● **Materials provided**:
'''

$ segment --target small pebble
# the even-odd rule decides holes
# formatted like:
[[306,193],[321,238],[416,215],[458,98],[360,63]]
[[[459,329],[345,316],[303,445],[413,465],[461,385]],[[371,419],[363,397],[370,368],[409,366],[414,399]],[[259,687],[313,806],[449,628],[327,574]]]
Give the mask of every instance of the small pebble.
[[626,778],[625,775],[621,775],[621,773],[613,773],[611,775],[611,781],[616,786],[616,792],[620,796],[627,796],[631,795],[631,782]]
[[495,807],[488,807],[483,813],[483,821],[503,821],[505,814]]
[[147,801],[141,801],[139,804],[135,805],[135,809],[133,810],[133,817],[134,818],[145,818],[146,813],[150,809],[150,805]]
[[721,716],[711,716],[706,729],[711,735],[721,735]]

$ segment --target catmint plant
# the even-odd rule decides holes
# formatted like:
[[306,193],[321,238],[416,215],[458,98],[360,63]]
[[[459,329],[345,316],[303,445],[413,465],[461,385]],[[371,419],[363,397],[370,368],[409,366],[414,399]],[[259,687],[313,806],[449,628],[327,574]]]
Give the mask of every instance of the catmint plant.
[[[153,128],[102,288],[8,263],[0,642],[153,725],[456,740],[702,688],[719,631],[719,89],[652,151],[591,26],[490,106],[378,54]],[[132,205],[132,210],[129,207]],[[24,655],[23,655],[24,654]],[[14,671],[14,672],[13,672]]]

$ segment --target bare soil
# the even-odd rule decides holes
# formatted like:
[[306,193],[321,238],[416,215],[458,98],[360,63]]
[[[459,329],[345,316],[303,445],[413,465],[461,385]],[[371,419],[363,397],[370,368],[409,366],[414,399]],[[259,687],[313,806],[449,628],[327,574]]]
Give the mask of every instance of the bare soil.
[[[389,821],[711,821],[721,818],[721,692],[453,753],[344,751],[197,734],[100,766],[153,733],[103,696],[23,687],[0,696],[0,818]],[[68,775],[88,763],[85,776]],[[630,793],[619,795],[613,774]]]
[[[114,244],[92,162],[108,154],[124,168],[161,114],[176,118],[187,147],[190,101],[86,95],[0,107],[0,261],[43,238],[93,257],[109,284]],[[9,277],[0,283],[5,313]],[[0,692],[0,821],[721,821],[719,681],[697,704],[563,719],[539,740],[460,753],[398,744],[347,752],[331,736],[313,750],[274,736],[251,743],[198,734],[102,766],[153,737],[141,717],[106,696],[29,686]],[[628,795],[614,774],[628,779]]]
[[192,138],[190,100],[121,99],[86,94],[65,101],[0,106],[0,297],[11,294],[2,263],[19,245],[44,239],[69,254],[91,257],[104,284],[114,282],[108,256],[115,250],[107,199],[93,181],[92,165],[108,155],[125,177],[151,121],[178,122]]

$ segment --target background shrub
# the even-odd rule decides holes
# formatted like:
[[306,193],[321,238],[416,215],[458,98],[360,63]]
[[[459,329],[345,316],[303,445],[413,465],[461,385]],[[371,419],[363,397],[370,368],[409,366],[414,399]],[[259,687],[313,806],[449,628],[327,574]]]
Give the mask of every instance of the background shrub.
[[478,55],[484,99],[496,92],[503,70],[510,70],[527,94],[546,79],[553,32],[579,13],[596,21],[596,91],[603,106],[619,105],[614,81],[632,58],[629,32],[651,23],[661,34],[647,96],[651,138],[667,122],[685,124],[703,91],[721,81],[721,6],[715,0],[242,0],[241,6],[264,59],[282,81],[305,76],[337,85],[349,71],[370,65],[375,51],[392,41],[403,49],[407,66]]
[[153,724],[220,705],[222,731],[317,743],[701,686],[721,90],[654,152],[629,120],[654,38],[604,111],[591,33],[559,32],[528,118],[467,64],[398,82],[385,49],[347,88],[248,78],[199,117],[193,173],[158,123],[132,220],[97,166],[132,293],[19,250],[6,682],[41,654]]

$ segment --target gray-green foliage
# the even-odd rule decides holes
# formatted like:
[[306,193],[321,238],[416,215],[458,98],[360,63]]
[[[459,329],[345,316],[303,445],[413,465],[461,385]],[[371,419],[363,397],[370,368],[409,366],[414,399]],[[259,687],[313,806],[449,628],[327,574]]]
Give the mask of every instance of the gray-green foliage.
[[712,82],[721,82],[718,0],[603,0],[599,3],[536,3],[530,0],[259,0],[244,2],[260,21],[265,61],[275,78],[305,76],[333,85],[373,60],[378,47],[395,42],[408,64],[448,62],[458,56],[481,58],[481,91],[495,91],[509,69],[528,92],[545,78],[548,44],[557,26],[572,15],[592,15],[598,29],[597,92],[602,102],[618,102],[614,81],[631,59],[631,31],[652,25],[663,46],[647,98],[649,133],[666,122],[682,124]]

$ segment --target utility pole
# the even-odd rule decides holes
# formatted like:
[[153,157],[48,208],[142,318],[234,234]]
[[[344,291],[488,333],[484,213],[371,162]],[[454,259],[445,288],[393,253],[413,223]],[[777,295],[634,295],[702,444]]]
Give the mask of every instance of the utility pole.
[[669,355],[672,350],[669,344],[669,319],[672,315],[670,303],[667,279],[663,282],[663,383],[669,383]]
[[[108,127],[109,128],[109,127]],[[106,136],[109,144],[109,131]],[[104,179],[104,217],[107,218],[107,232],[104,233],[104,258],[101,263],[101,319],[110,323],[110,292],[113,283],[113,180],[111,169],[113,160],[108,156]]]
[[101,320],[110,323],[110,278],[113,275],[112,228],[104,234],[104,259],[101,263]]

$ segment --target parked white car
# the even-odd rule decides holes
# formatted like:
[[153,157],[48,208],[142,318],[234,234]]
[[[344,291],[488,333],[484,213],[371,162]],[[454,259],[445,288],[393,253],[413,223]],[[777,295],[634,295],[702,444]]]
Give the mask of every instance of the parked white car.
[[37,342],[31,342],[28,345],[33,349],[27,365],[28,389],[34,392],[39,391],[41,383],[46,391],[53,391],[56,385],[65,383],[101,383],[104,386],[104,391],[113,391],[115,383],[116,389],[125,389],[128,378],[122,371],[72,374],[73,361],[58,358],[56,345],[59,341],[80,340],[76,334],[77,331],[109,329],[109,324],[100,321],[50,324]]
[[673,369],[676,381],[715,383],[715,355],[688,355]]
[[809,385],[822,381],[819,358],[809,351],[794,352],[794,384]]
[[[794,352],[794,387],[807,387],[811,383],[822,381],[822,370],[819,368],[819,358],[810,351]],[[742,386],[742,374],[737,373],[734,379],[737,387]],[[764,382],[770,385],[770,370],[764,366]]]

'''

● **Exercise objective**: Set the data above down again in full, exactly as it reads.

● **Problem solution**:
$ segment --target small pebble
# the even-odd rule decides holes
# formatted like:
[[306,193],[321,238],[416,215],[458,98],[360,63]]
[[[459,329],[345,316],[303,445],[413,465],[461,385]],[[371,419],[363,397],[370,368],[409,366],[414,399]],[[259,687],[313,806],[449,628],[327,574]]]
Give the mask of every instance of the small pebble.
[[626,778],[625,775],[621,775],[621,773],[613,773],[611,775],[611,781],[616,786],[616,792],[620,796],[627,796],[631,795],[631,782]]
[[495,807],[488,807],[483,813],[483,821],[503,821],[505,814]]
[[147,801],[141,801],[139,804],[135,805],[135,809],[133,810],[133,817],[134,818],[145,818],[146,813],[150,809],[150,805]]
[[721,716],[711,716],[706,729],[711,735],[721,735]]

$ segment --target catmint plant
# the even-odd rule decides holes
# formatted like:
[[306,193],[321,238],[416,215],[458,98],[360,63]]
[[[459,329],[345,316],[303,445],[413,465],[461,385]],[[371,419],[363,397],[370,368],[409,366],[414,399]],[[259,687],[313,806],[449,628],[327,574]]]
Give the mask of every instance of the catmint plant.
[[[153,128],[102,288],[8,263],[0,642],[153,725],[456,740],[702,688],[719,631],[719,89],[652,151],[591,26],[490,106],[378,54]],[[132,205],[132,210],[129,207]],[[24,655],[23,655],[24,654]],[[14,671],[14,672],[13,672]]]

$ segment --target bare soil
# the even-odd rule decides holes
# formatted like:
[[306,193],[321,238],[416,215],[458,98],[360,63]]
[[[459,329],[345,316],[303,445],[413,465],[461,385]],[[371,419],[363,397],[370,368],[409,366],[414,399]],[[259,687],[313,806],[449,628],[327,574]]]
Give the mask of every instance of the bare soil.
[[[389,821],[711,821],[721,818],[721,692],[453,753],[344,751],[197,734],[100,766],[153,733],[103,696],[23,687],[0,696],[0,818]],[[68,775],[88,763],[85,776]],[[630,793],[619,795],[613,774]]]
[[[114,244],[92,162],[108,154],[124,168],[161,114],[176,118],[187,147],[190,101],[86,95],[0,107],[0,261],[43,238],[93,257],[109,284]],[[9,277],[0,283],[5,313]],[[0,692],[0,821],[721,821],[719,681],[697,704],[563,719],[539,740],[460,753],[398,744],[347,752],[331,736],[313,750],[274,736],[251,743],[198,734],[102,766],[153,737],[141,717],[106,696],[29,686]],[[628,795],[614,774],[628,779]]]
[[192,138],[190,100],[121,99],[86,94],[65,101],[0,106],[0,297],[11,294],[2,263],[19,245],[44,239],[69,254],[91,257],[104,284],[114,282],[108,256],[115,250],[107,199],[93,181],[92,165],[108,155],[125,177],[151,121],[178,122]]

$ segment --target background shrub
# the even-odd rule decides holes
# formatted like:
[[306,193],[321,238],[416,215],[458,98],[360,63]]
[[[459,329],[345,316],[303,445],[413,465],[461,385]],[[371,419],[363,397],[370,368],[409,366],[414,399]],[[259,687],[313,806],[449,628],[327,574]]]
Give the mask of every instance of the background shrub.
[[478,55],[484,99],[496,92],[503,70],[510,70],[527,94],[546,79],[553,32],[579,13],[596,21],[596,91],[603,106],[619,105],[614,81],[632,58],[629,32],[651,23],[661,34],[647,96],[651,138],[667,122],[685,124],[703,91],[721,81],[721,6],[715,0],[242,0],[241,6],[264,59],[282,81],[305,76],[337,85],[349,71],[370,65],[375,51],[392,41],[403,49],[407,66]]
[[153,724],[220,705],[222,731],[317,743],[701,686],[721,90],[654,152],[629,120],[654,38],[604,111],[591,33],[559,32],[528,118],[467,64],[398,82],[385,49],[347,88],[248,78],[199,117],[193,173],[158,123],[132,220],[97,166],[132,293],[19,250],[6,682],[41,654]]

$ segment --target gray-green foliage
# the even-odd rule decides holes
# formatted like:
[[306,193],[321,238],[416,215],[458,98],[360,63]]
[[[459,329],[345,316],[303,445],[413,465],[461,385]],[[371,419],[363,397],[370,368],[409,366],[414,399]],[[259,687],[313,806],[449,628],[327,574]]]
Give the mask of every instance of the gray-green foliage.
[[712,82],[721,82],[718,0],[603,0],[599,3],[536,3],[530,0],[259,0],[244,2],[260,21],[265,61],[275,78],[305,76],[333,85],[373,60],[378,47],[395,42],[408,64],[448,62],[458,56],[481,58],[481,91],[495,91],[509,69],[528,92],[545,78],[548,44],[557,26],[572,15],[592,15],[598,29],[597,92],[602,102],[618,102],[614,81],[631,59],[631,31],[652,25],[663,46],[647,98],[649,133],[666,122],[682,124]]

$ segment --target utility pole
# the even-odd rule decides holes
# formatted like:
[[153,157],[48,208],[142,318],[234,234]]
[[[344,291],[488,333],[484,213],[371,162]],[[454,259],[445,288],[393,253],[413,223]],[[777,295],[634,295],[702,444]]]
Give the mask of every instance of the utility pole.
[[669,355],[672,350],[669,344],[669,319],[672,315],[670,303],[667,279],[663,282],[663,383],[669,383]]
[[[108,127],[109,128],[109,127]],[[106,136],[109,144],[109,131]],[[104,179],[104,217],[107,218],[107,232],[104,233],[104,258],[101,263],[101,319],[110,323],[110,292],[113,283],[113,180],[111,169],[113,160],[108,156]]]
[[101,320],[110,323],[110,278],[113,275],[112,228],[104,234],[104,259],[101,263]]

$ segment --target parked white car
# the even-odd rule decides holes
# formatted like:
[[153,157],[48,208],[142,318],[234,234]]
[[[344,291],[488,333],[484,213],[371,162]],[[454,259],[445,288],[393,253],[413,223]],[[777,295],[634,295],[702,444]]]
Give the mask of every instance of the parked white car.
[[37,342],[31,342],[28,345],[33,349],[27,365],[28,389],[34,392],[39,391],[41,383],[46,391],[53,391],[56,385],[65,383],[101,383],[104,386],[104,391],[113,391],[115,383],[116,389],[125,389],[128,378],[122,371],[72,374],[73,361],[58,358],[56,345],[59,341],[80,340],[76,334],[77,331],[109,329],[109,324],[100,321],[50,324]]
[[673,369],[676,381],[715,383],[715,355],[688,355]]
[[809,385],[822,381],[819,358],[809,351],[794,352],[794,384]]
[[[794,352],[794,387],[807,387],[811,383],[822,381],[822,370],[819,368],[819,358],[810,351]],[[742,386],[742,374],[737,373],[734,379],[737,387]],[[764,382],[770,385],[770,370],[764,366]]]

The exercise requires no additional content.